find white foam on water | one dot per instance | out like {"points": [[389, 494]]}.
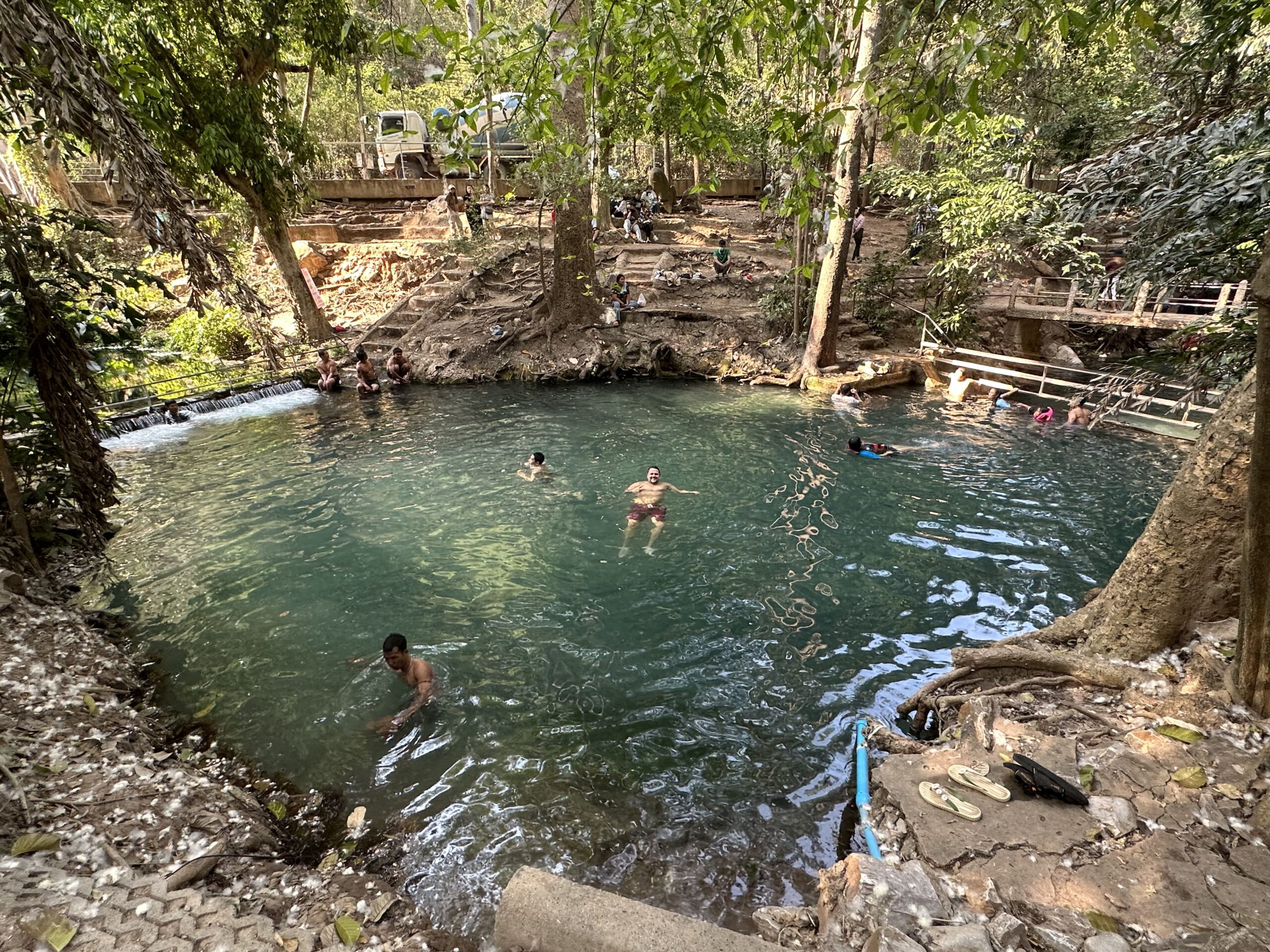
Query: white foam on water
{"points": [[169, 433]]}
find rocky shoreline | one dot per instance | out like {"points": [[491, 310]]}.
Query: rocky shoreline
{"points": [[1170, 852], [128, 832]]}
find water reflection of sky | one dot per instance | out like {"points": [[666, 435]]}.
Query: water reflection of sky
{"points": [[675, 728]]}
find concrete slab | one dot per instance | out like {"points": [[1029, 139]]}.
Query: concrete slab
{"points": [[547, 913], [1025, 822]]}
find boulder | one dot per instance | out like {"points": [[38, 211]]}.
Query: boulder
{"points": [[861, 895], [1115, 814], [958, 939], [1055, 941], [1008, 932], [890, 940], [786, 922], [13, 583], [310, 259], [1107, 942]]}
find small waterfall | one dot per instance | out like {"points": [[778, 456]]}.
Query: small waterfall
{"points": [[120, 425]]}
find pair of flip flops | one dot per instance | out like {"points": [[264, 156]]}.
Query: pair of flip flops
{"points": [[973, 777]]}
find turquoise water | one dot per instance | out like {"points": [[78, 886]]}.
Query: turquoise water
{"points": [[675, 728]]}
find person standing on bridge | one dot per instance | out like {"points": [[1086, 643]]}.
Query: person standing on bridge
{"points": [[456, 215], [858, 233]]}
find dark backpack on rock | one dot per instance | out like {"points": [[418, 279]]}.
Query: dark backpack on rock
{"points": [[1043, 782]]}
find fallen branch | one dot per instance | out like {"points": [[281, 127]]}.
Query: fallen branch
{"points": [[1103, 674]]}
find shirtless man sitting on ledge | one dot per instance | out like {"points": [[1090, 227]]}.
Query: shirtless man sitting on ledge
{"points": [[648, 506]]}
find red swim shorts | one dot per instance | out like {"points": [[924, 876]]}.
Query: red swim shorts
{"points": [[642, 511]]}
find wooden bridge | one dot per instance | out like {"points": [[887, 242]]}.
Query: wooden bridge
{"points": [[1165, 307]]}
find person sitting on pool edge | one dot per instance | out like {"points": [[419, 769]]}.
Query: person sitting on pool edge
{"points": [[368, 380], [414, 672], [399, 367], [870, 451], [999, 399], [847, 395], [648, 506], [1079, 414], [328, 372], [536, 469]]}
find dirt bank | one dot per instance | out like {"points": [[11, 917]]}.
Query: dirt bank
{"points": [[137, 833]]}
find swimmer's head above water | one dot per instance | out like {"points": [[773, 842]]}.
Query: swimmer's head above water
{"points": [[397, 654]]}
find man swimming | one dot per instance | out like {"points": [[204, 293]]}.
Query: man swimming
{"points": [[414, 672], [536, 469], [399, 367], [328, 371], [368, 380], [1079, 413], [870, 451], [648, 506]]}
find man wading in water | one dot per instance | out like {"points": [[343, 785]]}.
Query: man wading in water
{"points": [[414, 672], [648, 504]]}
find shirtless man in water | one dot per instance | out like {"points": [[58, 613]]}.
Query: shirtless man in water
{"points": [[368, 380], [329, 371], [414, 672], [399, 368], [648, 506], [1079, 413]]}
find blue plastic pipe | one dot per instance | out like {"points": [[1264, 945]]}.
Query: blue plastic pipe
{"points": [[863, 804]]}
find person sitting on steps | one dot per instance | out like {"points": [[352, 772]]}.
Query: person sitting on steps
{"points": [[368, 380], [722, 259], [399, 367]]}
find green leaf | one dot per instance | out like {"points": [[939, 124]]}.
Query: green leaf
{"points": [[1191, 777], [1184, 734], [348, 931], [54, 928], [1103, 922], [35, 843]]}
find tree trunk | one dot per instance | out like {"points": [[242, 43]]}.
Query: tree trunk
{"points": [[822, 339], [1253, 651], [273, 229], [573, 261], [1185, 567], [60, 183], [17, 512], [67, 390], [309, 91], [600, 198], [361, 117]]}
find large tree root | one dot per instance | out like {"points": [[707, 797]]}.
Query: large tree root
{"points": [[969, 660], [1103, 674]]}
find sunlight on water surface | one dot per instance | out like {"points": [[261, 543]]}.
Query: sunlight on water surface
{"points": [[675, 728]]}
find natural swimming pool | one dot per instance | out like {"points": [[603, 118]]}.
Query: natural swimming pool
{"points": [[675, 728]]}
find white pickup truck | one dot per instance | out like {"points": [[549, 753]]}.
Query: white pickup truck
{"points": [[404, 148]]}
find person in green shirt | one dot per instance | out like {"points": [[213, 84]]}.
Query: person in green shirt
{"points": [[722, 259]]}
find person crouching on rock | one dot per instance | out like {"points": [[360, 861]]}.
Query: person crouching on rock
{"points": [[722, 259], [368, 380], [398, 367]]}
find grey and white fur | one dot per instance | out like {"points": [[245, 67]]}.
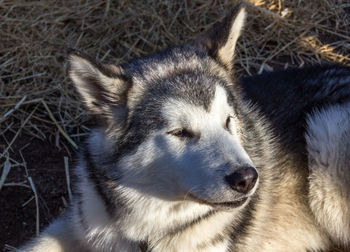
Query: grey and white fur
{"points": [[186, 158]]}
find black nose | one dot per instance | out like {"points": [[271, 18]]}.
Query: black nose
{"points": [[242, 180]]}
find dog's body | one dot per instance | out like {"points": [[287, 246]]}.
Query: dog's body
{"points": [[171, 167]]}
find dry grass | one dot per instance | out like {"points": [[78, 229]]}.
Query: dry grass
{"points": [[37, 99]]}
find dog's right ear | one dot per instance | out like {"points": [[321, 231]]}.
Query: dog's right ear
{"points": [[102, 87], [220, 41]]}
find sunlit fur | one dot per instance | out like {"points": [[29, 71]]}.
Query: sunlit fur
{"points": [[141, 187]]}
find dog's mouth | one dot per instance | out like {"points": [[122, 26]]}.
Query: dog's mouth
{"points": [[230, 204], [220, 205]]}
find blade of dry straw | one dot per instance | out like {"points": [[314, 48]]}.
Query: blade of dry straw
{"points": [[36, 205], [66, 166], [5, 172]]}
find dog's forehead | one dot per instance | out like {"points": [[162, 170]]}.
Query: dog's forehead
{"points": [[177, 111]]}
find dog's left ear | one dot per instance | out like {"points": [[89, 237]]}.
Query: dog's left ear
{"points": [[220, 41]]}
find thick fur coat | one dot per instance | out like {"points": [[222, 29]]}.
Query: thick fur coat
{"points": [[160, 172]]}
.....
Exercise:
Pictures are excluded; repeat every record exactly.

Answer to the exercise:
find white foam on water | one dot per instance | out like {"points": [[389, 494]]}.
Query: white foam on water
{"points": [[169, 433]]}
find rocky shoreline | one dot per instance | out like {"points": [[491, 310]]}.
Query: rocky shoreline
{"points": [[1170, 852], [128, 832]]}
find water reflection of sky | one dot per instance | out like {"points": [[666, 435]]}.
Query: water reflection of sky
{"points": [[675, 728]]}
find concrete slab | one dot per instance | out like {"points": [[1029, 139]]}.
Query: concrete slab
{"points": [[547, 913], [1025, 822]]}
find boulder | one dot per instance | out like {"points": [[38, 211]]}.
Query: boulder
{"points": [[861, 895], [1115, 814], [958, 939], [1055, 941], [1008, 932], [890, 940], [786, 922], [13, 583], [310, 259], [1107, 942]]}
find small waterfall | one dot per instance | out like {"points": [[778, 456]]}.
Query: small waterfall
{"points": [[120, 425]]}
find pair of flip flops | one dot per instance | out like {"points": [[264, 156]]}.
Query: pair of flip flops
{"points": [[973, 777]]}
find turquoise water | one dot per instance | out like {"points": [[78, 886]]}.
Query: turquoise water
{"points": [[675, 728]]}
find person standing on bridge | one dot per instance | out like {"points": [[1086, 643]]}.
Query: person standing on bridge
{"points": [[456, 215], [858, 233]]}
find dark backpack on rock | one dot per instance | out like {"points": [[418, 279]]}.
Query: dark backpack on rock
{"points": [[1043, 782]]}
find fallen branch | one dot per instance | out like {"points": [[281, 127]]}.
Query: fallen branch
{"points": [[1103, 674]]}
find shirtless man sitting on ledge | one dot per instance | out like {"points": [[1090, 227]]}.
Query: shirtless man sitting on ledge
{"points": [[648, 506]]}
find red swim shorts | one dot per instance | out like {"points": [[924, 876]]}.
Query: red swim shorts
{"points": [[642, 511]]}
find wooden bridge | one dot per instance | out like {"points": [[887, 242]]}.
Query: wooden bridge
{"points": [[1165, 307]]}
find person sitting on pool edge | one dot per instance | out like {"points": [[419, 769]]}.
Query: person sitting on pool edge
{"points": [[368, 380], [414, 672], [399, 367], [870, 451], [999, 399], [847, 395], [648, 506], [1079, 414], [328, 372], [536, 469]]}
find dirt bank | one dot per instance | out like {"points": [[11, 917]]}.
Query: dirt bank
{"points": [[137, 833]]}
find swimmer's head above water | one dot per instance | out like {"points": [[773, 842]]}.
Query: swimmer's head above water
{"points": [[397, 654]]}
find man swimming | one dot per instance | out like {"points": [[204, 293]]}.
Query: man swimming
{"points": [[414, 672], [536, 469], [399, 367], [328, 371], [368, 380], [1079, 413], [870, 451], [648, 506]]}
find man wading in water | one dot per instance | out like {"points": [[343, 785]]}.
Query: man wading in water
{"points": [[414, 672], [648, 504]]}
find shirtless man in water | one dot per instance | out like {"points": [[58, 613]]}.
Query: shirtless man in water
{"points": [[368, 380], [329, 371], [414, 672], [399, 368], [648, 506], [1079, 413]]}
find blue plastic pipe | one dot per instance | out like {"points": [[1264, 945]]}.
Query: blue plastic pipe
{"points": [[863, 804]]}
find person sitting on steps | one dot per instance | out like {"points": [[352, 772]]}.
Query: person sitting on steps
{"points": [[368, 380], [722, 259], [399, 367]]}
find green leaf | one dot per instance | out like {"points": [[939, 124]]}.
Query: green leaf
{"points": [[1191, 777], [1184, 734], [348, 931], [54, 928], [1103, 922], [35, 843]]}
find tree trunk | one dot per instance | out like {"points": [[242, 43]]}.
Query: tree trunk
{"points": [[822, 339], [1253, 651], [273, 229], [573, 261], [1185, 567], [60, 183], [17, 512], [67, 390], [309, 91], [600, 198], [361, 117]]}
find large tree root | one dot per instance | out like {"points": [[707, 797]]}.
Query: large tree root
{"points": [[969, 660], [1103, 674]]}
find sunlight on water surface | one dot per instance | out like {"points": [[261, 543]]}.
Query: sunlight on water surface
{"points": [[675, 728]]}
find natural swimming pool | one dot per instance | out like {"points": [[603, 118]]}.
Query: natural swimming pool
{"points": [[675, 728]]}
find white pickup truck | one dot per instance | out like {"points": [[549, 753]]}.
Query: white pickup truck
{"points": [[404, 148]]}
find person in green shirt | one dot per instance | out like {"points": [[213, 84]]}.
Query: person in green shirt
{"points": [[722, 259]]}
find person crouching on rock | one dot per instance | out like {"points": [[360, 861]]}.
Query: person crouching on rock
{"points": [[722, 259], [368, 380], [398, 367]]}
find grey and white fur | one dot per instance | out like {"points": [[245, 67]]}.
Query: grey and white fur
{"points": [[186, 158]]}
find black nose | one dot per instance | out like {"points": [[271, 18]]}.
Query: black nose
{"points": [[242, 180]]}
find dog's body | one dot per instance | out like {"points": [[287, 246]]}.
Query: dog's body
{"points": [[171, 167]]}
find dry grass | one dot per instance | out like {"points": [[78, 229]]}.
Query: dry grass
{"points": [[37, 99]]}
find dog's right ear | one dot per instance | out like {"points": [[321, 231]]}.
Query: dog's right ear
{"points": [[102, 87], [220, 41]]}
find sunlit fur | one dot per instance | out like {"points": [[29, 71]]}.
Query: sunlit fur
{"points": [[141, 187]]}
find dog's mouth | one dot per instance | out like {"points": [[122, 26]]}.
Query: dog's mouth
{"points": [[230, 204], [220, 205]]}
find blade of dry straw | one dot per instance | out like {"points": [[314, 48]]}.
Query: blade of dry straw
{"points": [[36, 205], [66, 166], [5, 172]]}
find dog's forehead | one dot per instance | out like {"points": [[162, 170]]}.
Query: dog's forehead
{"points": [[177, 111]]}
find dog's left ear | one dot per instance | out like {"points": [[89, 237]]}.
Query: dog's left ear
{"points": [[220, 41]]}
find thick fur coat | one dot per instance | out like {"points": [[222, 29]]}.
Query: thick fur coat
{"points": [[160, 172]]}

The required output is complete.